(Point localization data)
.....
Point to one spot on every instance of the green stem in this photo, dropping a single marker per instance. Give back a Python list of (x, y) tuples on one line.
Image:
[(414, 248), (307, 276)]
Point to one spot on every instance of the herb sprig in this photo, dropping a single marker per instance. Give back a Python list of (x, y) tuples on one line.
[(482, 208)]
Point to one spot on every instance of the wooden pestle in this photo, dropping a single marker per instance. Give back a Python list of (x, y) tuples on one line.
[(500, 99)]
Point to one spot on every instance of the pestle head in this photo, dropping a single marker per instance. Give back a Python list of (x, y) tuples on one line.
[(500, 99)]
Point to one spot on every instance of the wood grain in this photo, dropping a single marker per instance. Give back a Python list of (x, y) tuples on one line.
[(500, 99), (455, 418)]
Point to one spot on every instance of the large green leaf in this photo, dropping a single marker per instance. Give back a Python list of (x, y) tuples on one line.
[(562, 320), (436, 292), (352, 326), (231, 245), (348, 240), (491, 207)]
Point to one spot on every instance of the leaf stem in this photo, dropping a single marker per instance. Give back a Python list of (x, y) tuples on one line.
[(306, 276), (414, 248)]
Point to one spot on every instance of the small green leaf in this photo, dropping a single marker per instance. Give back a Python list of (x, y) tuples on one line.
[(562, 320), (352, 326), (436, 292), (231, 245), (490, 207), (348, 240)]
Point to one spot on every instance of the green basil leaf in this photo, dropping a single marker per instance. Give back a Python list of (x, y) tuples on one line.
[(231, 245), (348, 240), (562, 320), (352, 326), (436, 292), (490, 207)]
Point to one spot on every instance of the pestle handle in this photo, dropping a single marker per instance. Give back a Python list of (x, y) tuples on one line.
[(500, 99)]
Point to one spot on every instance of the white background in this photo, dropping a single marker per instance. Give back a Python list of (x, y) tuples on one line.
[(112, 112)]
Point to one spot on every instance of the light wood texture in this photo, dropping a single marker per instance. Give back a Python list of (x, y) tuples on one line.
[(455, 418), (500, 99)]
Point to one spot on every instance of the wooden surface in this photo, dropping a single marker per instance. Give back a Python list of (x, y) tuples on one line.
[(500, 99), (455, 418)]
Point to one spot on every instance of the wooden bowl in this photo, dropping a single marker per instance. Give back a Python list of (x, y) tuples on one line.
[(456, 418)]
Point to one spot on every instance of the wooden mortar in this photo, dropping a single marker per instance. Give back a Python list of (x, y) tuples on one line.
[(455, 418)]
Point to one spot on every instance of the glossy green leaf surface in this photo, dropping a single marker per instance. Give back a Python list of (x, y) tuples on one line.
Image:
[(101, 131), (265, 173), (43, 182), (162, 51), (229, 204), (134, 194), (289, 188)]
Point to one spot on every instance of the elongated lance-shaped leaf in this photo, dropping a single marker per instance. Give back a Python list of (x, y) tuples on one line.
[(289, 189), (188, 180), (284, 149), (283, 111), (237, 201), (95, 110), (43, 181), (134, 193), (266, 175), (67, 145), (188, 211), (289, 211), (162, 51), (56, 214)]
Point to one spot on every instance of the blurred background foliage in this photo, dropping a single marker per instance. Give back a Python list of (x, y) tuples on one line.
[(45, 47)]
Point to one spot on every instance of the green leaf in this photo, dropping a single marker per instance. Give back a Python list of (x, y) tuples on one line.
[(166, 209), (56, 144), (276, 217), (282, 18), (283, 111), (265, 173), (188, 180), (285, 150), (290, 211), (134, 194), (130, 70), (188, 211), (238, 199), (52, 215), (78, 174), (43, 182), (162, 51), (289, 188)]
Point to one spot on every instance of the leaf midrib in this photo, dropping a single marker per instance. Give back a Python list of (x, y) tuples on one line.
.....
#### What to produce
Reproduce each entry above exactly, keeping every character.

#### Response area
Point to one spot on every instance of the green stem in this photo, dropping a single marker per instance. Give back a Python list of (x, y) tuples on one line.
Image:
[(414, 248), (307, 276)]
Point to one spot on every instance of the herb sprig in this photo, dropping a single marker per instance. Give back a Python list of (x, y) tuples on one line.
[(482, 208)]
Point to one spot on every instance of the wooden pestle in this photo, dropping a single marker per instance. Give back a Python list of (x, y) tuples on one line.
[(500, 99)]
Point to one spot on every instance of the pestle head in this photo, dropping a single marker per instance. Give back a Python list of (x, y) tuples on one line.
[(500, 99)]
Point to one spot on every instance of the wood grain in this photo, dropping a single marker per instance. Give back a Python list of (x, y) tuples on one line.
[(500, 99), (455, 418)]
Point to one spot on every instance of the large green leaf in this photo, dropping a single marker per instance. Give back a Python list of (x, y) tuples on one line.
[(562, 320), (436, 292), (352, 326), (231, 245), (348, 240), (491, 207)]
Point to one spot on every instance of the leaf stem in this photo, dropping a single marker per instance. Give back a Python list of (x, y) tuples on one line.
[(306, 276), (414, 248)]
Point to one spot on every instance of the small green leaf in this photo, dropping a single marker per instance. Give back a Python list of (x, y) tuples on one line.
[(562, 320), (352, 326), (436, 292), (231, 245), (490, 207), (348, 240)]
Point to one spot on every instance of the green basil leaf in this photo, dropping a single marker per instance. Give back a Python list of (x, y) tuples on one line.
[(231, 245), (348, 240), (562, 320), (352, 326), (436, 292), (490, 207)]
Point to one spot on every instance of the pestle handle in this photo, dropping a single marker per instance. Give back a Python list of (x, y) tuples on one line.
[(500, 99)]
Point to one spot on every instance of the white background in this photo, dropping a single marker per instance. Give back a Python list of (x, y) tuples on one line.
[(112, 112)]
Point to one spot on every instance of the light wood texture in this photo, dropping a single marker per instance. Give back a Python list of (x, y) tuples on one line.
[(455, 418), (500, 99)]
Point to one spot on every instance of the wooden surface in this photo, dropping a single marker per instance. Give back a Python list of (x, y) tuples on one line.
[(500, 99), (455, 418)]
Point to one spot on every instance of the wooden bowl in this photo, dropping a single marker per instance. Give back a Python list of (x, y) tuples on one line.
[(456, 418)]
Point to one spot on every instance of the wooden mortar in this photo, dropping a single marker per instance. Give back a Python list of (x, y) tuples on one line.
[(455, 418)]
Point to one spot on every instance of the glossy green leaf surface in this photo, dropping a single marker per instance. Give back a Python list of (x, y) tuples on one line.
Image:
[(101, 131), (265, 173), (43, 182), (162, 51), (229, 204), (134, 194), (289, 188)]
Point to one spot on every instance of the elongated lance-shaped leaf in this photo, dropping a single marker per instance. Give back a Python list of (x, y) tuples on one line.
[(289, 189), (188, 180), (284, 149), (283, 111), (237, 201), (95, 110), (43, 181), (134, 193), (266, 175), (67, 145), (188, 211), (289, 211), (162, 51), (56, 214)]
Point to one spot on every instance of the blurred background foliage in this photo, dropping a single marker per instance. Give back a Python list of (x, y) tuples on one line.
[(45, 47)]
Point to one spot on every instance of the green leaf in this photo, dropping a single marker per instance. Give back a Python list of (x, y) tuples on one line.
[(166, 209), (56, 144), (276, 217), (282, 18), (283, 111), (265, 173), (188, 180), (285, 150), (290, 211), (134, 194), (130, 70), (188, 211), (238, 199), (52, 215), (78, 174), (43, 182), (162, 51), (289, 188)]
Point to one spot on every instance of the leaf midrib in this photo, dropping a single marker per instance. Give back a Python list of (x, y) tuples on one line.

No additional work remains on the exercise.